▸ EXTRACT:
Begin

On Tue, 03 Jun 2003 16:40:45 -0400, Andrew Cagney <ac131313@redhat.com> said:

> I got slightly carried away with trying to eliminate some
> -Wwrite-strings errors.  I'm trying to put the resultant mess on
> cagney_writestrings-20030508-branch.

Are you going to post patches, or are they too all-consuming/mindless
to matter?  I wouldn't mind a brief description of changes you're
making.  (E.g. what members of data structures are you turning into
const char *'s?  All the name-like stuff?)

Anyways, looking at the patch to linespec.c, I was shocked to see that
the changes were that simple, but actually you've been misled by the
compiler.  Consider set_flags (from mainline, not from your branch):

static void
set_flags (char *arg, int *is_quoted, char **paren_pointer)

End

▸ INFORMATION GIVEN:
Begin

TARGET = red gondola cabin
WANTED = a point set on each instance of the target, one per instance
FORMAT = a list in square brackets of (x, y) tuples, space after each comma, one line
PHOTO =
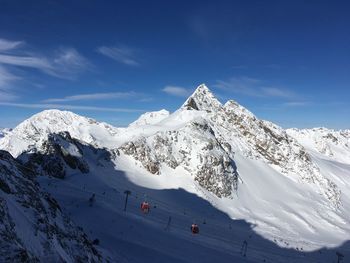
[(145, 207)]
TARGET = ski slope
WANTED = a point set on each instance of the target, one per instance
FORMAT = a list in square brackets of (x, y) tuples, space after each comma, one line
[(132, 236)]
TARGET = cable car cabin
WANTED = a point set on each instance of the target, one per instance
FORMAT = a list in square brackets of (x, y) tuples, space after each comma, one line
[(194, 229), (145, 207)]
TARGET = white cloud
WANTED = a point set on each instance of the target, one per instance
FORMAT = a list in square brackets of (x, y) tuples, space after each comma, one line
[(67, 107), (26, 61), (69, 61), (177, 91), (6, 89), (121, 54), (297, 103), (94, 96), (277, 92), (6, 45), (65, 63)]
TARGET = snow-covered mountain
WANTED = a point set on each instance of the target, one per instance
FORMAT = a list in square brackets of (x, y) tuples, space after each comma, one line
[(250, 169), (32, 132), (331, 144), (4, 132)]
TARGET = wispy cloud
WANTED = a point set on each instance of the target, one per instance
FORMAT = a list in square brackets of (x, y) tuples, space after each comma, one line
[(95, 96), (121, 54), (177, 91), (277, 92), (67, 107), (253, 87), (6, 88), (63, 63), (69, 62), (297, 103)]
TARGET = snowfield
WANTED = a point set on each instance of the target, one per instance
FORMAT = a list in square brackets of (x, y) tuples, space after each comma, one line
[(283, 192)]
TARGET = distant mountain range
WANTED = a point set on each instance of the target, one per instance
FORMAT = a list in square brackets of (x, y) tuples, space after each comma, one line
[(291, 184)]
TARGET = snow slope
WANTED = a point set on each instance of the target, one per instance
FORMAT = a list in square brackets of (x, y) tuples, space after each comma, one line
[(155, 238), (4, 132), (33, 226), (330, 144)]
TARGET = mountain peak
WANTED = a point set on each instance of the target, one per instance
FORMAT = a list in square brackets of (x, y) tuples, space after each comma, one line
[(202, 99)]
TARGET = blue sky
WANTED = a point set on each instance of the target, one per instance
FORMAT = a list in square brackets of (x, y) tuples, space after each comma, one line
[(287, 61)]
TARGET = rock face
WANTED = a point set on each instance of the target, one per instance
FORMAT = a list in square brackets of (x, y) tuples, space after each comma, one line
[(32, 225), (55, 156), (329, 143), (201, 137), (194, 148), (34, 131)]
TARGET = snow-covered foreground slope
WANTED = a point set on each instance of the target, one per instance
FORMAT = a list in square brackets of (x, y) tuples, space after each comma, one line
[(32, 225), (164, 234), (211, 161)]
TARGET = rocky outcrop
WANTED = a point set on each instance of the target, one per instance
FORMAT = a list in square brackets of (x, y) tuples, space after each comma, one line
[(194, 148), (55, 156), (32, 225)]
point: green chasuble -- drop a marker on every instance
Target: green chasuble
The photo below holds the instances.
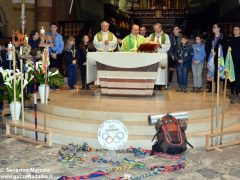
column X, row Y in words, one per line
column 131, row 43
column 100, row 38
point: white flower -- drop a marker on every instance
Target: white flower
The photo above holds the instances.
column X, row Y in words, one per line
column 25, row 82
column 1, row 70
column 8, row 84
column 52, row 74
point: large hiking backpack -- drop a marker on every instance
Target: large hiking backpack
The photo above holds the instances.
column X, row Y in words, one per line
column 171, row 138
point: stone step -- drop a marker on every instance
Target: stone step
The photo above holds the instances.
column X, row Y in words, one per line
column 197, row 139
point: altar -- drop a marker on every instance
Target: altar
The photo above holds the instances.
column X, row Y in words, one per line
column 121, row 73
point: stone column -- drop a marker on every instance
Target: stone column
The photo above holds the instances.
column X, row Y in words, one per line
column 44, row 13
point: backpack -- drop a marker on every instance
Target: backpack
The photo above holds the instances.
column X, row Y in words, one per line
column 171, row 137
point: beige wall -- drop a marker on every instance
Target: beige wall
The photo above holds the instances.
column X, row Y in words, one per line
column 13, row 14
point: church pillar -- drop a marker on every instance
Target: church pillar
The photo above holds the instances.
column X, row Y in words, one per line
column 44, row 13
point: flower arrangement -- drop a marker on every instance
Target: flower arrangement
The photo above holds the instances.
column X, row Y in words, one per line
column 54, row 78
column 8, row 79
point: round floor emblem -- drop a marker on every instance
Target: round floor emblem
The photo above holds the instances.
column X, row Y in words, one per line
column 112, row 135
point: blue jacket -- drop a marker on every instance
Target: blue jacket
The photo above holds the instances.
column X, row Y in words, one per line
column 184, row 53
column 58, row 44
column 199, row 53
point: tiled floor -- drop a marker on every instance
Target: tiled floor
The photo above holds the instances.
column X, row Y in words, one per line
column 19, row 156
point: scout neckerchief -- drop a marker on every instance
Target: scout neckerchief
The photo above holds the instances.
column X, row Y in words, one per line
column 100, row 36
column 163, row 37
column 215, row 40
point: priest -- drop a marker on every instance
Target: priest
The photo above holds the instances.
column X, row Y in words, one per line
column 131, row 42
column 105, row 41
column 163, row 41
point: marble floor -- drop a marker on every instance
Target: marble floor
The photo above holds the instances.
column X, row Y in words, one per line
column 200, row 165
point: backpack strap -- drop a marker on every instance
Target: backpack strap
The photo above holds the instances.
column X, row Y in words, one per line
column 188, row 143
column 155, row 135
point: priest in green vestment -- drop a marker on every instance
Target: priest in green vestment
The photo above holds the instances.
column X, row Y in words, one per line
column 105, row 41
column 131, row 42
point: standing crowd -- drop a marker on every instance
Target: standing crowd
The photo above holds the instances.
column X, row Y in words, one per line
column 181, row 55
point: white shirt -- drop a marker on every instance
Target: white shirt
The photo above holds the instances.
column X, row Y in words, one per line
column 101, row 46
column 164, row 47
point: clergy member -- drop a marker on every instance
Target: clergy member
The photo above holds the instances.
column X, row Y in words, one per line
column 160, row 38
column 105, row 41
column 163, row 41
column 131, row 42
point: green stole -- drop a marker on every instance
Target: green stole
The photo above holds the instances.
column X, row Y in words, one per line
column 163, row 37
column 100, row 38
column 129, row 42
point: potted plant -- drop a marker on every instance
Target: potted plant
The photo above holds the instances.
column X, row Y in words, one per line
column 54, row 78
column 8, row 79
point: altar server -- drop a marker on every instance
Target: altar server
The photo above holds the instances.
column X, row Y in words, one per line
column 132, row 42
column 162, row 39
column 105, row 41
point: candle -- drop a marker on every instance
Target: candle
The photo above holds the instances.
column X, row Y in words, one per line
column 26, row 39
column 20, row 52
column 10, row 53
column 42, row 31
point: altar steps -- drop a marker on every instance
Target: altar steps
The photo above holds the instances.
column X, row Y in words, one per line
column 67, row 129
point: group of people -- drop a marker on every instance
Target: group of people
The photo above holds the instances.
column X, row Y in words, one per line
column 181, row 55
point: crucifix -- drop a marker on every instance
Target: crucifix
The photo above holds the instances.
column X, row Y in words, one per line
column 23, row 21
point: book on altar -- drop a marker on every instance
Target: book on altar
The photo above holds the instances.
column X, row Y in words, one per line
column 148, row 47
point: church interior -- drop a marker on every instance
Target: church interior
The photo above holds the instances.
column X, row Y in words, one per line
column 120, row 89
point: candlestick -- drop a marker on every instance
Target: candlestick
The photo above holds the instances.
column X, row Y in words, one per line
column 42, row 31
column 20, row 52
column 26, row 39
column 10, row 52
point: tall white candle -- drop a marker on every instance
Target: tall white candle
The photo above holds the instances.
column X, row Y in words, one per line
column 26, row 39
column 10, row 52
column 42, row 31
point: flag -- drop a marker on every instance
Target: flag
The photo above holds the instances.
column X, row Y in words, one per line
column 210, row 66
column 221, row 66
column 229, row 67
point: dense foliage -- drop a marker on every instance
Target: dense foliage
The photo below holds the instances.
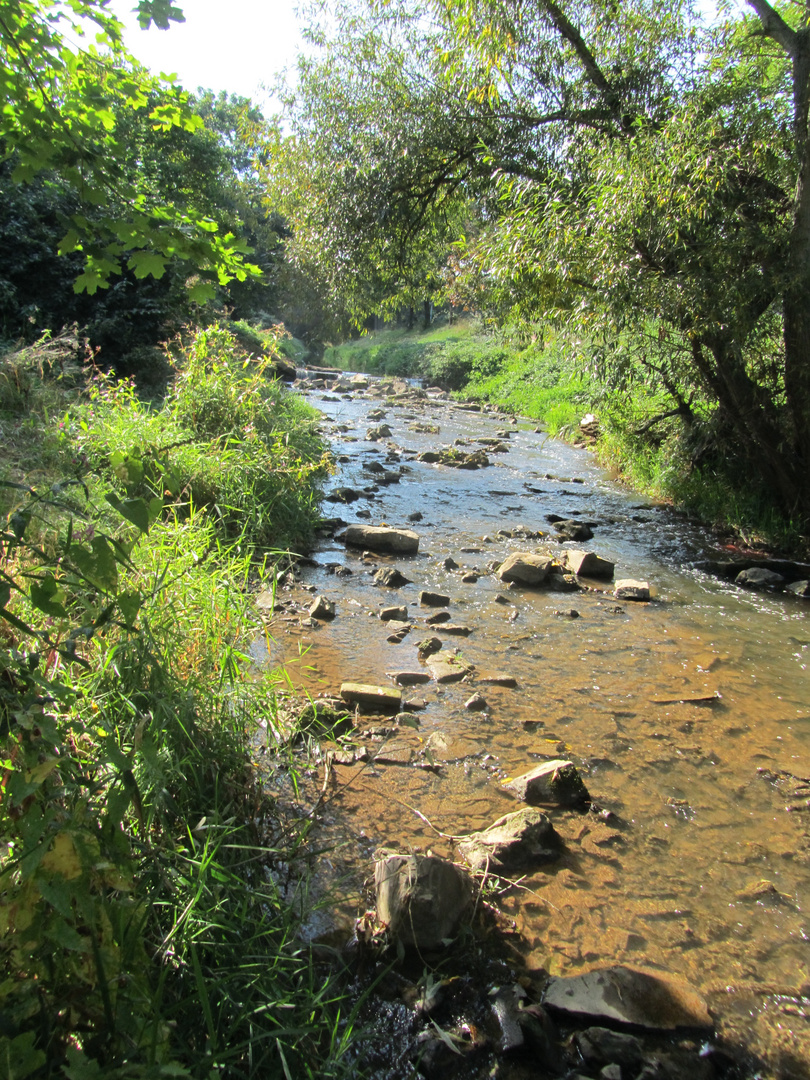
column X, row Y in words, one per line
column 145, row 926
column 624, row 171
column 67, row 113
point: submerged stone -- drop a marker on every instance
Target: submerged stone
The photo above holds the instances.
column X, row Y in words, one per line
column 629, row 996
column 421, row 899
column 556, row 782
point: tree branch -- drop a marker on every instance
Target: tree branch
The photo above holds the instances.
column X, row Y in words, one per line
column 775, row 27
column 571, row 35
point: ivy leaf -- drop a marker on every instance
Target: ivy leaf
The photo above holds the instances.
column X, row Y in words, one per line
column 90, row 282
column 22, row 1052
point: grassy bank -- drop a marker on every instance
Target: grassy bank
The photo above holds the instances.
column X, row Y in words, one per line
column 143, row 928
column 538, row 380
column 544, row 376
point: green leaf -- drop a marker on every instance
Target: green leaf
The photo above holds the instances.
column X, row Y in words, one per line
column 19, row 522
column 46, row 596
column 134, row 510
column 79, row 1066
column 18, row 1058
column 201, row 292
column 98, row 564
column 130, row 604
column 148, row 262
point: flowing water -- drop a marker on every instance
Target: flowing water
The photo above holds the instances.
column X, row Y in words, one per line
column 707, row 872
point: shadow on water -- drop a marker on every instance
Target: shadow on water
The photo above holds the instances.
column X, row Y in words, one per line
column 688, row 716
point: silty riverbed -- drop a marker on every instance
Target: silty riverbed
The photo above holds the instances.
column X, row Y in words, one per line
column 687, row 716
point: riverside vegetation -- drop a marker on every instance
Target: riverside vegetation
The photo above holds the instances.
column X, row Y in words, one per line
column 555, row 378
column 147, row 928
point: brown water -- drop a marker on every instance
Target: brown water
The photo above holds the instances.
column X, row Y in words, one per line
column 709, row 869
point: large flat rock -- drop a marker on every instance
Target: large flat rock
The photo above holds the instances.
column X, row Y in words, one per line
column 628, row 996
column 382, row 538
column 525, row 568
column 554, row 782
column 366, row 696
column 447, row 667
column 516, row 841
column 422, row 899
column 588, row 564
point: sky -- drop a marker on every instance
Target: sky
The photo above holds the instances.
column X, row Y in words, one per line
column 234, row 46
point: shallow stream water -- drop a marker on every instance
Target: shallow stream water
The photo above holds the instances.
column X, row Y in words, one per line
column 709, row 872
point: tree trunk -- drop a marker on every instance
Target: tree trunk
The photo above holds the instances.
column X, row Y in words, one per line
column 796, row 314
column 751, row 414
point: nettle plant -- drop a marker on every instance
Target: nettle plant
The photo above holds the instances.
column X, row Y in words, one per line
column 72, row 957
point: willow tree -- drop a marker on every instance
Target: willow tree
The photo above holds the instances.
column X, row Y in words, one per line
column 625, row 167
column 674, row 203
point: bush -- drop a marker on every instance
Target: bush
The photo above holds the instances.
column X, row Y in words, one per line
column 143, row 928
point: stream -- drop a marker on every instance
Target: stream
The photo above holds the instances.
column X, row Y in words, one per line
column 687, row 716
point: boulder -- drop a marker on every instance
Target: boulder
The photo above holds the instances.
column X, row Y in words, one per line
column 408, row 678
column 421, row 899
column 433, row 599
column 628, row 996
column 375, row 434
column 447, row 666
column 391, row 578
column 322, row 608
column 476, row 703
column 507, row 1006
column 758, row 577
column 508, row 680
column 379, row 698
column 395, row 613
column 429, row 645
column 572, row 530
column 599, row 1047
column 525, row 568
column 343, row 495
column 588, row 564
column 516, row 841
column 382, row 538
column 556, row 782
column 629, row 589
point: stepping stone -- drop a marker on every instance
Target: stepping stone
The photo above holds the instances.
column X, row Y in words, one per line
column 366, row 696
column 446, row 667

End

▸ REQUIRED ACTIONS:
- A) Answer these questions about the email:
(i) On which branch is the writer of the quoted lines putting the changes?
(ii) The patch to which file does the reply examine?
(iii) Which function, and from which source, does the reply ask the reader to consider?
- B) Continue the email about -Wwrite-strings from the point where it stops.
The material is separate from the email and unrelated to it.

▸ EXERCISE RESPONSES:
- A)
(i) cagney_writestrings-20030508-branch
(ii) linespec.c
(iii) set_flags, from mainline

- B)
{
  char *ii;
  int has_if = 0;

  /* 'has_if' is for the syntax:
        (gdb) break foo if (a==b)
  */
  if ((ii = strstr (arg, " if ")) != NULL ||
      (ii = strstr (arg, "\tif ")) != NULL ||
      (ii = strstr (arg, " if\t")) != NULL ||
      (ii = strstr (arg, "\tif\t")) != NULL ||
      (ii = strstr (arg, " if(")) != NULL ||
      (ii = strstr (arg, "\tif( ")) != NULL)
    has_if = 1;
  /* Temporarily zap out "if (condition)" to not confuse the
     parenthesis-checking code below.  This is undone below. Do not
     change ii!!  */
  if (has_if)
    {
      *ii = '\0';
    }

  *is_quoted = (*arg
		&& strchr (get_gdb_completer_quote_characters (),
			   *arg) != NULL);

  *paren_pointer = strchr (arg, '(');
  if (*paren_pointer != NULL)
    *paren_pointer = strrchr (*paren_pointer, ')');

  /* Now that we're safely past the paren_pointer check, put back " if
     (condition)" so outer layers can see it.  */
  if (has_if)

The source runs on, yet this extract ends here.